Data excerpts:
------------------------

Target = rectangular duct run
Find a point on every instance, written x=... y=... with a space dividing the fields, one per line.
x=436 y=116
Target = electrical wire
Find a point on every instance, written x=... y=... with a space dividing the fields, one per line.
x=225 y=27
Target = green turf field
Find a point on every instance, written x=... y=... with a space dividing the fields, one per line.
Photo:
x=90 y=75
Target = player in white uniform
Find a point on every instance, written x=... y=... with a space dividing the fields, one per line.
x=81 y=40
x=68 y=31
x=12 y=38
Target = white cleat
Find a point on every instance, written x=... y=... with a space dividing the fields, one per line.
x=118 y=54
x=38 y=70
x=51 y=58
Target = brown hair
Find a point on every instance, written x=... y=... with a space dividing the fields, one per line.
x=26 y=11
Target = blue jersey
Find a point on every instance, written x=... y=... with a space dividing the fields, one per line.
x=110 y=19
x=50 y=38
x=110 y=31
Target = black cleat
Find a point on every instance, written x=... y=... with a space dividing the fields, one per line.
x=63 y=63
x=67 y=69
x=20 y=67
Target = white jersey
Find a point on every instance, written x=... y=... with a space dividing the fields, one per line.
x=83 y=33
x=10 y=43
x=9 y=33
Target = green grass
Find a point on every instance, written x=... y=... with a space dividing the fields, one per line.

------------------------

Each entry should be reproduced in the output exactly.

▸ Answer to the problem
Target = rectangular duct run
Find a point on every instance, written x=... y=... with a space dividing the fields, one per line.
x=436 y=116
Target = electrical wire
Find a point on every instance, written x=... y=... with a space dividing the fields, one per line.
x=225 y=27
Target = green turf field
Find a point on every instance, written x=... y=... with a space dividing the fields, one per line.
Photo:
x=90 y=75
Target = player in white uniform
Find a point on every instance, written x=... y=... with a space dividing the fields, one per line.
x=81 y=40
x=68 y=31
x=12 y=38
Target = white cleat
Find a point on every instance, written x=... y=... with a space dividing the fields, one per line.
x=118 y=54
x=38 y=70
x=51 y=58
Target = brown hair
Find a point on every instance, written x=... y=... with a space dividing the fields, one per line.
x=26 y=11
Target = blue jersey
Find a point on every instance, written x=... y=... with a space dividing the fields, one per line.
x=110 y=19
x=50 y=38
x=110 y=31
Target = black cleat
Find a point on every instance, written x=... y=... with a space dividing the fields, one per line.
x=63 y=63
x=67 y=69
x=20 y=67
Target = white jersey
Find a point on every instance, written x=... y=... with a space dividing the fields, one per line.
x=83 y=33
x=10 y=43
x=9 y=33
Target = green grass
Find a point on every instance, written x=... y=... with a space dividing the fields, one per line.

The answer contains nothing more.